■ EXERCISE A ■
In the pretibial myxedema case report, roughly what share of Graves' disease patients does pretibial myxedema affect?
■ EXERCISE B ■
Turn the paragraph of the pretibial myxedema case report that begins "Pretibial myxedema (PM) is an unusual" into a short list that keeps its main facts.
■ EXERCISE C ■
Carry on the pretibial myxedema case report from where it stops.

■ READING PASSAGE ■
◇ ◇ ◇ ◇ ◇
|Year : 2020 | Volume
| Issue : 3 | Page : 127-130
Pretibial myxedema: Paradoxical manifestation of thyroid dermopathy after I-131 ablation therapy
Bing-Sian Lin1, Yi-Hsien Chen2, Chih-Tsung Hung2
1 Department of Medicine, National Defense Medical Center, Tri-Service General Hospital, Taipei, Taiwan
2 Department of 2Dermatology, National Defense Medical Center, Tri-Service General Hospital, Taipei, Taiwan
|Date of Submission||04-May-2019|
|Date of Decision||16-Sep-2019|
|Date of Acceptance||21-Oct-2019|
|Date of Web Publication||21-Feb-2020|
Dr. Chih-Tsung Hung
Department of Dermatology, Tri-Service General Hospital, No. 325, Sec. 2, Chenggong Rd., Neihu District, Taipei City 114
Source of Support: None, Conflict of Interest: None
Pretibial myxedema (PM) is an unusual extrathyroidal manifestation of Graves' disease (GD), which affects approximately 1%–5% of the patients. In addition, PM usually occurs in the hyperthyroid state of GD, and the high level of thyroid autoantibodies is considered to be the cause of PM. Here, we present a rare case of a patient who developed PM after undergoing I-131 ablation therapy, with normal levels of thyroid autoantibodies. Our report aims to document the features of PM in a male adult with hypothyroidism and to provide a potential mechanism of the onset of PM.
◇ ◇ ◇ ◇ ◇
Data excerpts:
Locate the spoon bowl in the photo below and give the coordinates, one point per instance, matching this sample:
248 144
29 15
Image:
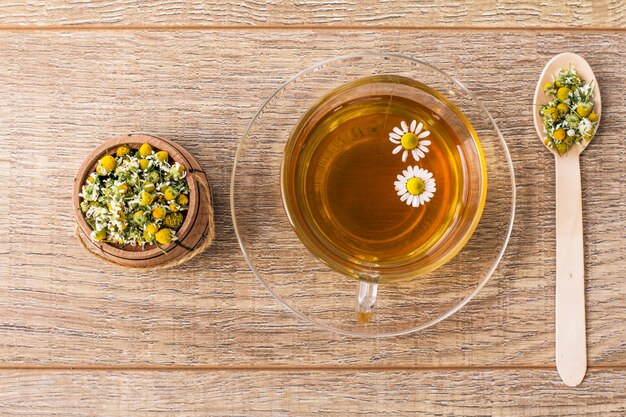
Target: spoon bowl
571 340
553 66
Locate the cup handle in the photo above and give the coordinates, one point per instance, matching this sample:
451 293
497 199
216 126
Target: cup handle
366 298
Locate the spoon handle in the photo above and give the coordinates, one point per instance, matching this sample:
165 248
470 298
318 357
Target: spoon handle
571 345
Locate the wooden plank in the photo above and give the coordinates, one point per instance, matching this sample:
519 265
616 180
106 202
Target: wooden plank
304 393
472 13
64 92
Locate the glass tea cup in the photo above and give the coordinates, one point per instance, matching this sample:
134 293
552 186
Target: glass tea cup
303 265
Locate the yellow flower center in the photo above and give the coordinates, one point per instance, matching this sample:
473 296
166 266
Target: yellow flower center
415 186
409 141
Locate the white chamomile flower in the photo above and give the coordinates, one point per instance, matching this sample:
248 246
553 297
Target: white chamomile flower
416 186
410 138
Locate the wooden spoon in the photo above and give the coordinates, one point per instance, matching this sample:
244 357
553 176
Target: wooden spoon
571 349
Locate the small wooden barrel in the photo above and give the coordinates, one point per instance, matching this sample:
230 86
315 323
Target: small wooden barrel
195 234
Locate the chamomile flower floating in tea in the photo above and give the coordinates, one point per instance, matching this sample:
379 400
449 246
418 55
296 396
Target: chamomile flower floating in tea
416 186
410 138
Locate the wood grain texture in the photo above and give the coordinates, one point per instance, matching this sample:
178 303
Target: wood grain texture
301 393
62 93
357 13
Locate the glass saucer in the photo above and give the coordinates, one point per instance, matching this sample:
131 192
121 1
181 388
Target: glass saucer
304 283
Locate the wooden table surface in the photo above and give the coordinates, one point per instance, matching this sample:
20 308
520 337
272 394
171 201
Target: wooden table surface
79 338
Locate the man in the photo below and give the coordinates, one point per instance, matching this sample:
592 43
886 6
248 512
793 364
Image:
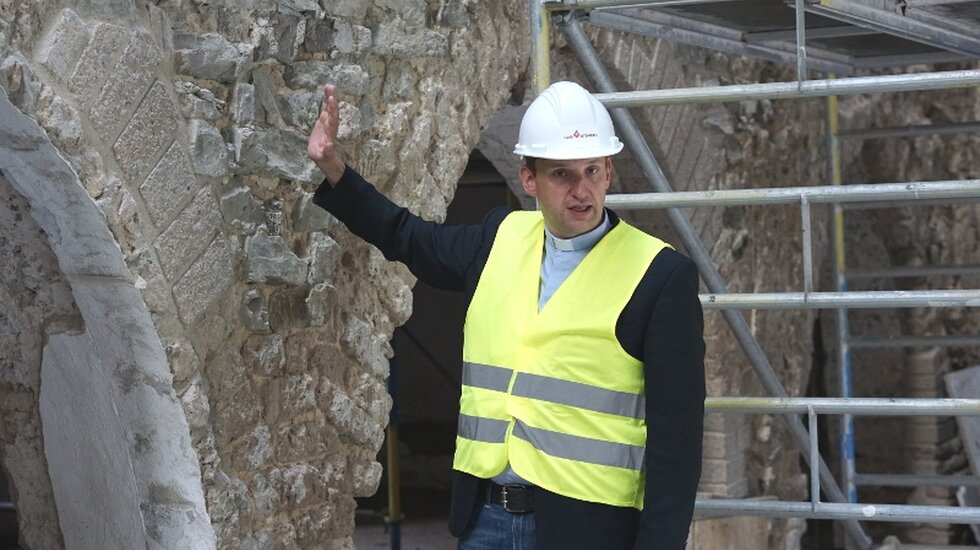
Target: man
582 404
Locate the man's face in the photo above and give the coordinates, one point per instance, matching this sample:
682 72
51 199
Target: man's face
570 193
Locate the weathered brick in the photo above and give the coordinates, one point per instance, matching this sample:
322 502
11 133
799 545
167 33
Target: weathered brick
301 441
97 59
180 243
269 260
151 129
263 354
62 46
168 185
128 82
204 281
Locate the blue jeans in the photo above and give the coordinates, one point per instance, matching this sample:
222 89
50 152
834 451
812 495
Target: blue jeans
498 529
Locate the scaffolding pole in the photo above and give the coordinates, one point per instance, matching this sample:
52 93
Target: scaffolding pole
913 342
865 299
812 406
790 90
826 194
912 480
699 253
846 447
914 271
911 131
835 511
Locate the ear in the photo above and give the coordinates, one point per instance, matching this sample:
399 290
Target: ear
527 181
608 172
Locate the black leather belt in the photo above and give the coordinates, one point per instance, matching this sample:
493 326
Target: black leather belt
516 499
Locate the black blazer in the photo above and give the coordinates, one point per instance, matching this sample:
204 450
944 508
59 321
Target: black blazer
662 326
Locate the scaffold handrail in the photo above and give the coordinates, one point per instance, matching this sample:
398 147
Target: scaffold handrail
917 480
835 511
856 299
866 342
860 193
911 131
865 406
796 89
896 272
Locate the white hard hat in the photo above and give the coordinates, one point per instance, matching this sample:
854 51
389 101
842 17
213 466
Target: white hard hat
566 122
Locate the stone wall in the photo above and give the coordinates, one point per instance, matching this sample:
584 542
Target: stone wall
185 124
937 235
255 327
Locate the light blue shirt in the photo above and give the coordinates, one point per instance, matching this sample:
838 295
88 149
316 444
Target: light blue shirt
561 257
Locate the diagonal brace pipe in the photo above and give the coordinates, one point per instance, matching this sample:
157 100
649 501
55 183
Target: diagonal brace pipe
634 139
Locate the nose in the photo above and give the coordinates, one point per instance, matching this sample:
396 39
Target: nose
577 187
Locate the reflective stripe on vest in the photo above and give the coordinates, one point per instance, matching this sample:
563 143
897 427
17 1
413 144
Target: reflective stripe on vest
552 392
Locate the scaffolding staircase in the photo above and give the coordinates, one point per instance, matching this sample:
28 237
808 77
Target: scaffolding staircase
846 38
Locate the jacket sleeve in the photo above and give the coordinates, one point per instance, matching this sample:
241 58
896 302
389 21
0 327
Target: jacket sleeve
438 254
673 355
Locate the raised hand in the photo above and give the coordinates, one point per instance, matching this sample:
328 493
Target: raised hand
322 144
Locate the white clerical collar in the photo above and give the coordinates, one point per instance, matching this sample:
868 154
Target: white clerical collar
584 241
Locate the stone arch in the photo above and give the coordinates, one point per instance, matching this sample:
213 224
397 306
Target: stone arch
99 389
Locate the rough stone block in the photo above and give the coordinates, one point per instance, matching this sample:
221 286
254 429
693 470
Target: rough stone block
188 235
310 217
204 281
296 396
101 54
241 209
319 35
298 441
243 104
347 8
266 106
194 401
237 414
312 75
287 309
324 258
269 260
349 38
150 130
264 354
197 102
278 153
211 56
300 109
412 12
60 205
334 520
330 361
366 477
321 304
169 185
349 419
254 312
407 42
400 83
209 152
117 99
367 346
61 47
278 41
82 427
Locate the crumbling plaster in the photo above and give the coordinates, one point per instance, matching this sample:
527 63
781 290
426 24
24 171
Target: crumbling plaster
184 124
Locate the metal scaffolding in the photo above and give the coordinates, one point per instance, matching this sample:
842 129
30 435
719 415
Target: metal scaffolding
838 37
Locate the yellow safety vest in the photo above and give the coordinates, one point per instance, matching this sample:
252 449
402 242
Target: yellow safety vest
554 393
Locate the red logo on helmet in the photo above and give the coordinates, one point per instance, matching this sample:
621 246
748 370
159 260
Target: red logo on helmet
578 135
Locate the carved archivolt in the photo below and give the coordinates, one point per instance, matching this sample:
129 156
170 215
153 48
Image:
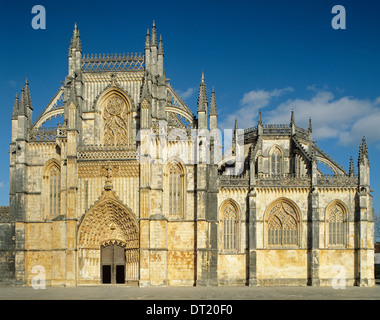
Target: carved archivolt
108 221
282 224
115 117
100 169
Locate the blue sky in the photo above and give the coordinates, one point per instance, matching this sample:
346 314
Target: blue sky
270 55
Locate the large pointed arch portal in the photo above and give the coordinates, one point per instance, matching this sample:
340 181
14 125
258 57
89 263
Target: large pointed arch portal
108 244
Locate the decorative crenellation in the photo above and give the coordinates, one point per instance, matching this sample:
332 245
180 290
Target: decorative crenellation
286 180
104 169
113 62
337 180
97 152
43 134
234 180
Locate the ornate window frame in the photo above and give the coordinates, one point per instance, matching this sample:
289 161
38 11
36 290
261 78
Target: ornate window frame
51 189
282 213
180 182
229 229
336 210
276 160
100 108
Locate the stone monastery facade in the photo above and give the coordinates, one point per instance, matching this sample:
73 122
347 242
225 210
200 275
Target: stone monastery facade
132 187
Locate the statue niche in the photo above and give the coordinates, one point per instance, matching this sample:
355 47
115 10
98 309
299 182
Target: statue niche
115 121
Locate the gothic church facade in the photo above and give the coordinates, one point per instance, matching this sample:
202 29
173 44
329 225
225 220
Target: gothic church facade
131 187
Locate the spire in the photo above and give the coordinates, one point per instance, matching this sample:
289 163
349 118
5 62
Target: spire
292 118
15 108
153 42
202 95
351 171
75 40
145 94
160 47
260 122
147 39
363 151
213 111
72 93
27 100
234 134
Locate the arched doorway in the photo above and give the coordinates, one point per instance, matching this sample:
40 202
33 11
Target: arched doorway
112 263
108 244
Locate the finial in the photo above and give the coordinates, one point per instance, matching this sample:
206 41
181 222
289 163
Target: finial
202 95
154 36
351 171
75 40
213 111
363 151
292 117
160 46
15 108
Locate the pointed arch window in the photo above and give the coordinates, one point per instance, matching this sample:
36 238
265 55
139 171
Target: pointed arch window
175 189
336 219
115 118
282 225
276 162
229 225
54 191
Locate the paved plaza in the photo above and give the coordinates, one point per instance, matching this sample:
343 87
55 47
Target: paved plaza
190 293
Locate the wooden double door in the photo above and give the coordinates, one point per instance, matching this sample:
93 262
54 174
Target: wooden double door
◇ ◇ ◇ ◇ ◇
■ TASK RESULT A ■
About 1%–5% of patients.

■ TASK RESULT B ■
- Pretibial myxedema (PM) is an unusual extrathyroidal sign of Graves' disease (GD), affecting about 1%–5% of patients.
- It usually appears during the hyperthyroid state of GD, and high thyroid autoantibody levels are thought to cause it.
- The report presents a rare case of a patient who developed PM after I-131 ablation therapy, with normal thyroid autoantibody levels.
- It aims to document the features of PM in a male adult with hypothyroidism and to suggest a possible mechanism for its onset.

■ TASK RESULT C ■
Keywords: Pretibial myxedema, I-131 therapy, Graves' disease, autoantibodies
|How to cite this article:|
Lin BS, Chen YH, Hung CT. Pretibial myxedema: Paradoxical manifestation of thyroid dermopathy after I-131 ablation therapy. J Med Sci 2020;40:127-30
| Introduction|| |
Pretibial myxedema (PM) is an unusual extrathyroidal manifestation of Graves' disease (GD), which affects approximately 1%–5% of the patients. Besides, PM usually occurs in the hyperthyroid state of GD,, and the high level of thyroid autoantibodies is considered to be the cause of PM. However, the level of thyroid autoantibodies will decrease after the treatment; thus, the occurrence of PM after I-131 ablation therapy is perplexed, and the mechanism may be more complex than we think. Here, we present a rare case of a patient who developed PM after undergoing I-131 ablation therapy, with the normal level of thyroid autoantibodies.
| Case Report|| |
A 43-year-old male presented with multiple painless protruding masses over bilateral lower legs for 2 months before visiting our department of dermatology. He had no trauma or surgical history and was diagnosed with GD with hyperthyroidism and thyroid eye disease of both eyes with exophthalmos, lid retraction, and extraocular muscles limitation for years and I-131 ablation therapy, 3 months prior due to GD with hyperthyroidism. We evaluated his thyroid function and found that he had hypothyroidism (free T4 < 0.79 ng/dL) and high thyroid-stimulating hormone (TSH) levels (6.79 μIU/mL), which was consistent with his medical history.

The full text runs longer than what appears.